▶ TEXTE À LIRE
La réception qui lui fut faite au camp de Saint-Omer, où les troupes l’accueillirent avec la satisfaction la plus marquée, ainsi que les hommages qu’il recueillit sur la route, même à Lille (ville notée pour mal penser), faisaient compensation au silence qui l’entourait à Paris ; et il crut pouvoir réaliser ses propres espérances en accomplissant les promesses qu’il n’avait cessé de faire.

Monsieur de Villèle en retardait l’exécution depuis longtemps ; mais son crédit était battu en brèche par des gens dont le pouvoir s’accroissait chaque jour des terreurs qu’on inspirait à Charles X pour son salut dans ce monde et dans l’autre.

Le Roi et ses amis réclamaient la restitution des biens du clergé et la reconnaissance des ordres monastiques. On les voulait dotés par l’État et propriétaires territoriaux. Monsieur de Villèle était loin d’admettre ces souhaits comme réalisables ; mais il voulait s’assurer une longue vie ministérielle. Ces deux volontés excentriques tombèrent d’accord sur la nécessité d’une nouvelle législature. Les ultras, avec toutes les illusions qui distinguent ce parti, ne doutaient pas qu’elle ne fût nommée dans leur sens ; et, de son côté, monsieur de Villèle comptait sur son habileté pour obtenir des députés à sa dévotion.

▶ ENREGISTREMENTS DU CORPUS

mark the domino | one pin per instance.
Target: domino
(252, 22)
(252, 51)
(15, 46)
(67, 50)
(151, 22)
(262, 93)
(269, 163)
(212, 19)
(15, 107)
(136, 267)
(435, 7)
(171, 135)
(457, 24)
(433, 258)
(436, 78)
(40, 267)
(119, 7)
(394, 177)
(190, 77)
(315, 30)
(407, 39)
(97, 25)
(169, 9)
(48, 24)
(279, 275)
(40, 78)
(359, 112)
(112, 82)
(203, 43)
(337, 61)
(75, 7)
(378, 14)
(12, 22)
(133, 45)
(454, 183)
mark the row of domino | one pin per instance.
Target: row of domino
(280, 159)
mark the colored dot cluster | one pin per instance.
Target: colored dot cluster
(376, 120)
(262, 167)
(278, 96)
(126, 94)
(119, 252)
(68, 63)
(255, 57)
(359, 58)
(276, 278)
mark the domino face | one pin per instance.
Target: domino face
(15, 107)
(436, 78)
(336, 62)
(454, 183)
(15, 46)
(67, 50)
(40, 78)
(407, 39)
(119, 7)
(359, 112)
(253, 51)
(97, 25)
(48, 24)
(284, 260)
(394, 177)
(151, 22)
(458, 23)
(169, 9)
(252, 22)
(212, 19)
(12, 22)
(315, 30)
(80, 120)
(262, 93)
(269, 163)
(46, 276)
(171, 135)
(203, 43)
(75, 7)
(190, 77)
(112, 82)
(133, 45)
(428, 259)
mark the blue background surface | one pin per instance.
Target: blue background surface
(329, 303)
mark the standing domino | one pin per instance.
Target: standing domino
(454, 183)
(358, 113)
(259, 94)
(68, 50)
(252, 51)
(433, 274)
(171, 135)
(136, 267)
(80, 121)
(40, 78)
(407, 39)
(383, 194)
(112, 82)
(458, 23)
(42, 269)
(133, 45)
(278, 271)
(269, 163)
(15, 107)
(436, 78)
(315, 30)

▶ CONSIGNES
a – D'après le texte à lire, pourquoi les ultras et monsieur de Villèle s'entendirent-ils sur la nécessité d'une nouvelle législature ? Répondez en une à trois phrases.
b – Répondez aux questions suivantes à partir du texte à lire.
(i) Dans quel camp les troupes l'accueillirent-elles avec la satisfaction la plus marquée ?
(ii) Quelle ville est présentée comme « notée pour mal penser » ?
(iii) Que réclamaient le Roi et ses amis ?
La liste n'intervient en rien ici.

▶ RÉPONSES
a – Les ultras ne doutaient pas que la nouvelle chambre serait élue dans leur sens. Monsieur de Villèle, qui voulait s'assurer une longue vie ministérielle, comptait de son côté sur son habileté pour obtenir des députés à sa dévotion.

b –
(i) Au camp de Saint-Omer.
(ii) Lille.
(iii) La restitution des biens du clergé et la reconnaissance des ordres monastiques.